◆ Information supplied:
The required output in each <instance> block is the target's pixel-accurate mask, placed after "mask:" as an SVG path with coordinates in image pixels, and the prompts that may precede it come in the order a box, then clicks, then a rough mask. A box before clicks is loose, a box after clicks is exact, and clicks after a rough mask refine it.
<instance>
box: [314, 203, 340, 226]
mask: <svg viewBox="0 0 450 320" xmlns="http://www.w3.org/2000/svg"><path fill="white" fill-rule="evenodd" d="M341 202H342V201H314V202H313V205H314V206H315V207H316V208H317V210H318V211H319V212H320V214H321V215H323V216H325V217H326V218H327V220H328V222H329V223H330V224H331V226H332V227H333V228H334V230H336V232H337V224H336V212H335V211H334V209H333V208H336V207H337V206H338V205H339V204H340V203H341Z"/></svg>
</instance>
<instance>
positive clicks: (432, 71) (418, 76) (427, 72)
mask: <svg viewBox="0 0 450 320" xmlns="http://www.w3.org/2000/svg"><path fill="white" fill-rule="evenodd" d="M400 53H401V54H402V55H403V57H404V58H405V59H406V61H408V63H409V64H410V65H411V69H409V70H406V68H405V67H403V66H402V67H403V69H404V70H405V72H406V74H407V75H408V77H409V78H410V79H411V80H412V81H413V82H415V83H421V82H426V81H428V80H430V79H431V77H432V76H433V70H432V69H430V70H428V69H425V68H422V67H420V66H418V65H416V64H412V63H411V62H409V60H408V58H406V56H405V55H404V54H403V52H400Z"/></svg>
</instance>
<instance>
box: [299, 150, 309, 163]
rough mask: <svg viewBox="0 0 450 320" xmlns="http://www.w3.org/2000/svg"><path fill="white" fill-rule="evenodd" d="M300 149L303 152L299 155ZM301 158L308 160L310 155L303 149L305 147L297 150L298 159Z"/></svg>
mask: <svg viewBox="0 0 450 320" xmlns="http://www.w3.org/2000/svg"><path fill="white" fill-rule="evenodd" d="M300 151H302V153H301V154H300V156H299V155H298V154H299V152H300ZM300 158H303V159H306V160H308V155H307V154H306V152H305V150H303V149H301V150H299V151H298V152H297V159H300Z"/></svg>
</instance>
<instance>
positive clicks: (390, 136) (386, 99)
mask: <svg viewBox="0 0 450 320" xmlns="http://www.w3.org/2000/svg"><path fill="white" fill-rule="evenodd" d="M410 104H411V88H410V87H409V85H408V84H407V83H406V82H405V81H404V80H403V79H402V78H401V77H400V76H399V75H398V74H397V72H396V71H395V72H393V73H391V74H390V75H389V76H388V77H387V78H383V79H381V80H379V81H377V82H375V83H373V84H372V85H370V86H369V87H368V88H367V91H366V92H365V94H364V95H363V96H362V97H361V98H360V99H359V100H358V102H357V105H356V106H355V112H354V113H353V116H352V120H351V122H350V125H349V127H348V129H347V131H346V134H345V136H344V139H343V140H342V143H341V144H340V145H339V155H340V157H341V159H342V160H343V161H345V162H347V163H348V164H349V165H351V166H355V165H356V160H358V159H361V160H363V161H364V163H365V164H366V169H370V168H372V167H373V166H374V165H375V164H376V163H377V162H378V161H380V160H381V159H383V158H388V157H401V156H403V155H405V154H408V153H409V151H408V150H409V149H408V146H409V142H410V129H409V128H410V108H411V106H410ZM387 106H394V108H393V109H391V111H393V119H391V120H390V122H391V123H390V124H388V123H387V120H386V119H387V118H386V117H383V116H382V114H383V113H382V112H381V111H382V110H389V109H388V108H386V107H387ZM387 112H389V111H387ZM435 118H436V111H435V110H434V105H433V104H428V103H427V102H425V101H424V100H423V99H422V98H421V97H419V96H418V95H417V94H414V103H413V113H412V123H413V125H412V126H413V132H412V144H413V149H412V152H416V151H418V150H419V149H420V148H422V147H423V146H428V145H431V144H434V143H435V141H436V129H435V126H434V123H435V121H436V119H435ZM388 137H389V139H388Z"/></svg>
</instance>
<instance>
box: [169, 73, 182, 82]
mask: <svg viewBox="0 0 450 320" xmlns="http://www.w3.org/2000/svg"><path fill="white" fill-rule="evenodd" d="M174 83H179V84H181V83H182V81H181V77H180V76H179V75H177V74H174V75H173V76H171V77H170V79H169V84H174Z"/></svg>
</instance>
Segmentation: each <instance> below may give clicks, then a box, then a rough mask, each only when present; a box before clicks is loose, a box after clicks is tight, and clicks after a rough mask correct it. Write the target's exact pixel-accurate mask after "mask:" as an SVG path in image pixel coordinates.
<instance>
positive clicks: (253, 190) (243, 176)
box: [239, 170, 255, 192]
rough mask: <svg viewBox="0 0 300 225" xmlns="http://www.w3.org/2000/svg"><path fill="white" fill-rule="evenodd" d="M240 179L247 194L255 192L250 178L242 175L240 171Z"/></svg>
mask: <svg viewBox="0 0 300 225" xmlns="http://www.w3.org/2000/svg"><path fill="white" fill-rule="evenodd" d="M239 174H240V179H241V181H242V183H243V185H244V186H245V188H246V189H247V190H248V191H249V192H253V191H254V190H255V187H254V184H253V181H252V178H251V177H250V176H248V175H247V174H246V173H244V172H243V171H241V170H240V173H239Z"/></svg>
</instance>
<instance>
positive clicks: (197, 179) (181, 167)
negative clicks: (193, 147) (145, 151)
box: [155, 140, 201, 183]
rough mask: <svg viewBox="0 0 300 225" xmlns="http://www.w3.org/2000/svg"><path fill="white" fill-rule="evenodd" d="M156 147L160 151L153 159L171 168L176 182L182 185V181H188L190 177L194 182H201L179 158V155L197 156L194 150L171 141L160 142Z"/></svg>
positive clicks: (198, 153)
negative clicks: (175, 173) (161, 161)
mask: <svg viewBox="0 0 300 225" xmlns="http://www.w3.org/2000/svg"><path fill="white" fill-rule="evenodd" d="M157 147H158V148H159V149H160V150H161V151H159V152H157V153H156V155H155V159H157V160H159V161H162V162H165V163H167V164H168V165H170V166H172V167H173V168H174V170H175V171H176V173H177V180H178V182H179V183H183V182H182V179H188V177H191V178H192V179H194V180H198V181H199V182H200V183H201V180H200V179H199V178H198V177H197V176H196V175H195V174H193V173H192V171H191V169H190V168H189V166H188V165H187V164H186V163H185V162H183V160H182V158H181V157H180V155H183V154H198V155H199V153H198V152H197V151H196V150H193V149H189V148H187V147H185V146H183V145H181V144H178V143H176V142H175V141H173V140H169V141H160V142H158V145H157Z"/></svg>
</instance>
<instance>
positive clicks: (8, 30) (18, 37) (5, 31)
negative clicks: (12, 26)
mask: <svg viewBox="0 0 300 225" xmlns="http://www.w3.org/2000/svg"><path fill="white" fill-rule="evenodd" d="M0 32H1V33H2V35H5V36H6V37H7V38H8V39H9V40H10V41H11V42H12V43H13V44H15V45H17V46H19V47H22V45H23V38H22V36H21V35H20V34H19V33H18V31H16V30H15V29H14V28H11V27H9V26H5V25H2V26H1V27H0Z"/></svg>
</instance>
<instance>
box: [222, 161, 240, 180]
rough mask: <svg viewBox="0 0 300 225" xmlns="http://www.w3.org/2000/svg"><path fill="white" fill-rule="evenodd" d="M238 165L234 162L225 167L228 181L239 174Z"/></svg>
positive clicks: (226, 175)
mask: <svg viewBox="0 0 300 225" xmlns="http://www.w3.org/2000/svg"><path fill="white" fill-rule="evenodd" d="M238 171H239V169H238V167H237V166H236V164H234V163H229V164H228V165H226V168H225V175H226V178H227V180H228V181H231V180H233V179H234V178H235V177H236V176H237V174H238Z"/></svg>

◆ Required work:
After reading the material above, repeat all of it exactly.

◆ Reply to the exercise:
The required output in each <instance> block is the target's pixel-accurate mask, placed after "mask:" as an SVG path with coordinates in image pixels, and the prompts that may precede it come in the order a box, then clicks, then a rough mask. A box before clicks is loose, a box after clicks is exact, and clicks after a rough mask refine it.
<instance>
box: [314, 203, 340, 226]
mask: <svg viewBox="0 0 450 320" xmlns="http://www.w3.org/2000/svg"><path fill="white" fill-rule="evenodd" d="M341 202H342V201H314V202H313V205H314V206H315V207H316V208H317V210H318V211H319V212H320V214H321V215H323V216H325V217H326V218H327V220H328V222H329V223H330V224H331V226H332V227H333V228H334V230H336V232H337V224H336V212H335V211H334V209H333V208H336V207H337V206H338V205H339V204H340V203H341Z"/></svg>
</instance>
<instance>
positive clicks: (432, 71) (418, 76) (427, 72)
mask: <svg viewBox="0 0 450 320" xmlns="http://www.w3.org/2000/svg"><path fill="white" fill-rule="evenodd" d="M400 53H401V54H402V55H403V57H404V58H405V59H406V61H408V63H409V64H410V65H411V69H409V70H406V68H405V67H403V66H402V67H403V69H404V70H405V72H406V74H407V75H408V77H409V78H410V79H411V80H412V81H413V82H415V83H421V82H426V81H428V80H430V79H431V77H432V76H433V70H432V69H430V70H428V69H425V68H422V67H420V66H418V65H416V64H412V63H411V62H409V60H408V58H406V56H405V55H404V54H403V52H400Z"/></svg>
</instance>
<instance>
box: [299, 150, 309, 163]
rough mask: <svg viewBox="0 0 450 320" xmlns="http://www.w3.org/2000/svg"><path fill="white" fill-rule="evenodd" d="M300 149L303 152L299 155ZM301 158L308 160L310 155L303 149L305 147L297 150L298 159Z"/></svg>
mask: <svg viewBox="0 0 450 320" xmlns="http://www.w3.org/2000/svg"><path fill="white" fill-rule="evenodd" d="M300 151H302V153H301V154H300V156H299V155H298V154H299V152H300ZM300 158H303V159H306V160H308V155H307V154H306V152H305V150H303V149H301V150H299V151H298V152H297V159H300Z"/></svg>
</instance>
<instance>
positive clicks: (390, 136) (386, 99)
mask: <svg viewBox="0 0 450 320" xmlns="http://www.w3.org/2000/svg"><path fill="white" fill-rule="evenodd" d="M410 104H411V88H410V87H409V85H408V84H407V83H406V82H405V81H404V80H403V79H402V78H401V77H400V76H399V75H398V74H397V72H396V71H395V72H393V73H391V74H390V75H389V76H388V77H387V78H383V79H381V80H379V81H377V82H375V83H373V84H372V85H370V86H369V87H368V88H367V91H366V92H365V94H364V95H363V96H362V97H361V98H360V99H359V100H358V102H357V105H356V106H355V112H354V113H353V116H352V120H351V122H350V125H349V127H348V129H347V131H346V134H345V136H344V139H343V140H342V143H341V144H340V145H339V155H340V157H341V159H342V160H343V161H345V162H347V163H348V164H349V165H351V166H355V165H356V160H358V159H361V160H363V161H364V163H365V164H366V169H370V168H372V167H373V166H374V165H375V164H376V163H377V162H378V161H380V160H381V159H383V158H388V157H401V156H403V155H405V154H408V153H409V151H408V150H409V149H408V146H409V142H410V129H409V128H410V108H411V106H410ZM387 106H394V108H393V109H391V111H393V119H391V120H390V122H391V123H390V124H388V123H387V120H386V119H387V118H386V117H383V116H382V114H383V113H382V112H381V111H382V110H389V109H388V108H386V107H387ZM387 112H389V111H387ZM435 118H436V111H435V110H434V105H433V104H428V103H427V102H425V101H424V100H423V99H422V98H421V97H419V96H418V95H417V94H414V103H413V113H412V123H413V125H412V126H413V132H412V144H413V149H412V152H416V151H418V150H419V149H420V148H422V147H423V146H428V145H431V144H434V143H435V141H436V129H435V126H434V123H435V121H436V119H435ZM388 137H389V139H388Z"/></svg>
</instance>
<instance>
box: [169, 73, 182, 82]
mask: <svg viewBox="0 0 450 320" xmlns="http://www.w3.org/2000/svg"><path fill="white" fill-rule="evenodd" d="M174 83H179V84H181V83H182V81H181V77H180V76H179V75H177V74H174V75H173V76H171V77H170V79H169V84H174Z"/></svg>
</instance>
Segmentation: each <instance> below may give clicks, then a box, then a rough mask, each only when present; a box before clicks is loose, a box after clicks is tight, and clicks after a rough mask correct it. Write the target's exact pixel-accurate mask after "mask:" as an SVG path in image pixel coordinates.
<instance>
positive clicks: (253, 190) (243, 176)
box: [239, 170, 255, 192]
rough mask: <svg viewBox="0 0 300 225" xmlns="http://www.w3.org/2000/svg"><path fill="white" fill-rule="evenodd" d="M240 179L247 194L255 192L250 178L242 175L240 171Z"/></svg>
mask: <svg viewBox="0 0 300 225" xmlns="http://www.w3.org/2000/svg"><path fill="white" fill-rule="evenodd" d="M239 174H240V179H241V181H242V183H243V185H244V186H245V188H246V189H247V190H248V191H249V192H253V191H254V190H255V187H254V184H253V181H252V178H251V177H250V176H248V175H247V174H246V173H244V172H243V171H241V170H240V173H239Z"/></svg>
</instance>
<instance>
positive clicks: (197, 179) (181, 167)
negative clicks: (193, 147) (145, 151)
box: [155, 140, 201, 183]
rough mask: <svg viewBox="0 0 300 225" xmlns="http://www.w3.org/2000/svg"><path fill="white" fill-rule="evenodd" d="M156 147L160 151L153 159L171 168L176 182L182 185V181H188L190 177L194 182H201L179 158V155L197 156L194 150L171 141L160 142Z"/></svg>
positive clicks: (198, 153)
negative clicks: (175, 173) (161, 161)
mask: <svg viewBox="0 0 300 225" xmlns="http://www.w3.org/2000/svg"><path fill="white" fill-rule="evenodd" d="M157 147H158V148H159V149H160V150H161V151H159V152H157V153H156V155H155V159H157V160H159V161H162V162H165V163H167V164H168V165H170V166H172V167H173V168H174V170H175V171H176V173H177V180H178V182H179V183H183V182H182V179H188V177H191V178H192V179H194V180H198V181H199V182H200V183H201V180H200V179H199V178H198V177H197V176H196V175H195V174H193V173H192V171H191V169H190V168H189V166H188V165H187V164H186V163H185V162H183V160H182V158H181V157H180V155H183V154H198V155H199V153H198V152H197V151H196V150H193V149H189V148H187V147H185V146H183V145H181V144H178V143H176V142H175V141H173V140H169V141H160V142H158V145H157Z"/></svg>
</instance>
<instance>
positive clicks: (8, 30) (18, 37) (5, 31)
negative clicks: (12, 26)
mask: <svg viewBox="0 0 300 225" xmlns="http://www.w3.org/2000/svg"><path fill="white" fill-rule="evenodd" d="M0 32H1V33H2V35H5V36H6V37H7V38H8V39H9V40H10V41H11V42H12V43H13V44H15V45H17V46H19V47H22V45H23V38H22V36H21V35H20V34H19V33H18V31H16V30H15V29H14V28H11V27H9V26H5V25H2V26H1V27H0Z"/></svg>
</instance>
<instance>
box: [222, 161, 240, 180]
rough mask: <svg viewBox="0 0 300 225" xmlns="http://www.w3.org/2000/svg"><path fill="white" fill-rule="evenodd" d="M238 165L234 162L225 167L228 181L239 174Z"/></svg>
positive clicks: (226, 175)
mask: <svg viewBox="0 0 300 225" xmlns="http://www.w3.org/2000/svg"><path fill="white" fill-rule="evenodd" d="M238 171H239V169H238V167H237V166H236V164H234V163H229V164H228V165H226V168H225V175H226V178H227V180H228V181H231V180H233V179H234V178H235V177H236V176H237V174H238Z"/></svg>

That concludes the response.